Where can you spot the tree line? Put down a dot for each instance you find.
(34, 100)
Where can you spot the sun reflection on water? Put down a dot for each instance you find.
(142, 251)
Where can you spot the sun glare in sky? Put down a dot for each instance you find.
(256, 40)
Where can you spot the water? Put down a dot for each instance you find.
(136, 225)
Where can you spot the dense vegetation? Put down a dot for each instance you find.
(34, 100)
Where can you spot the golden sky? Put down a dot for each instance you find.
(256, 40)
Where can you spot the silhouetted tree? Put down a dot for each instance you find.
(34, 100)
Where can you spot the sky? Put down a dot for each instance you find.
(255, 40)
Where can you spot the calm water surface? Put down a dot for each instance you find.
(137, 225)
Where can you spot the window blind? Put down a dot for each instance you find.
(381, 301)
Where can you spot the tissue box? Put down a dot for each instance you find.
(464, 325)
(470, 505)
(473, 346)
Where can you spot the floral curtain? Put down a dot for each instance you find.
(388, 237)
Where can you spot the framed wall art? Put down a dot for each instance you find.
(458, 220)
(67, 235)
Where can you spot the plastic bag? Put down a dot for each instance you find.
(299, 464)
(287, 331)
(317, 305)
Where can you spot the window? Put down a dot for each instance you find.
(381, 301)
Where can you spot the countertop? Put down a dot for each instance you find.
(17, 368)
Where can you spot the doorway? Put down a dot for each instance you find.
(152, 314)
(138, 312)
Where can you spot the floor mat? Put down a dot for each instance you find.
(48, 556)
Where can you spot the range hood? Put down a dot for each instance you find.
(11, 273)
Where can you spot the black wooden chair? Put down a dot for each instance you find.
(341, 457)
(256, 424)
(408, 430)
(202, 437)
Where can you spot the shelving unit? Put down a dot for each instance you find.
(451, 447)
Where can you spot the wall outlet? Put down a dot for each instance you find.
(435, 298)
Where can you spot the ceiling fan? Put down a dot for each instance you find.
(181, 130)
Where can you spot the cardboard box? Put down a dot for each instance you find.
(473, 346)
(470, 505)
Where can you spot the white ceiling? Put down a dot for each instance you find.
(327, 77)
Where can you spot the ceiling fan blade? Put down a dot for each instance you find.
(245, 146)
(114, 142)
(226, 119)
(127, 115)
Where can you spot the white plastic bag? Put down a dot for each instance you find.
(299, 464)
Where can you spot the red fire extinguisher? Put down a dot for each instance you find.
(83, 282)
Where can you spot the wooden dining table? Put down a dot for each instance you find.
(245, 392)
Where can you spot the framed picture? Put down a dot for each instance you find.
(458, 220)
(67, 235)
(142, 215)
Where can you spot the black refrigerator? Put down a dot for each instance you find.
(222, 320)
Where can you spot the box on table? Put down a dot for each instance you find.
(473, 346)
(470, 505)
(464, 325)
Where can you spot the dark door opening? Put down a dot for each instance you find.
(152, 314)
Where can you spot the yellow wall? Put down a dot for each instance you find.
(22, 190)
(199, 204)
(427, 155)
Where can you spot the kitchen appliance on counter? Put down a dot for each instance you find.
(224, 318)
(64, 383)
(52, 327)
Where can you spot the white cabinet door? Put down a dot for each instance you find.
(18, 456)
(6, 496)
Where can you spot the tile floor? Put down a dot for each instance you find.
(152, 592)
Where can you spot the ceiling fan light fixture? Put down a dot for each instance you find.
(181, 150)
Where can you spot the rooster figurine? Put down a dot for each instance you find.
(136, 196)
- - -
> [Work to complete]: Your answer must consist only of the lines from the one containing "Where can you spot the ceiling fan light" through the last line of the data above, both included, exactly as written.

> [Reply]:
Where can you spot the ceiling fan light fixture? Put down a dot for each instance you find.
(181, 150)
Where can you spot the rooster figurine? Put down a dot for each instance you find.
(136, 196)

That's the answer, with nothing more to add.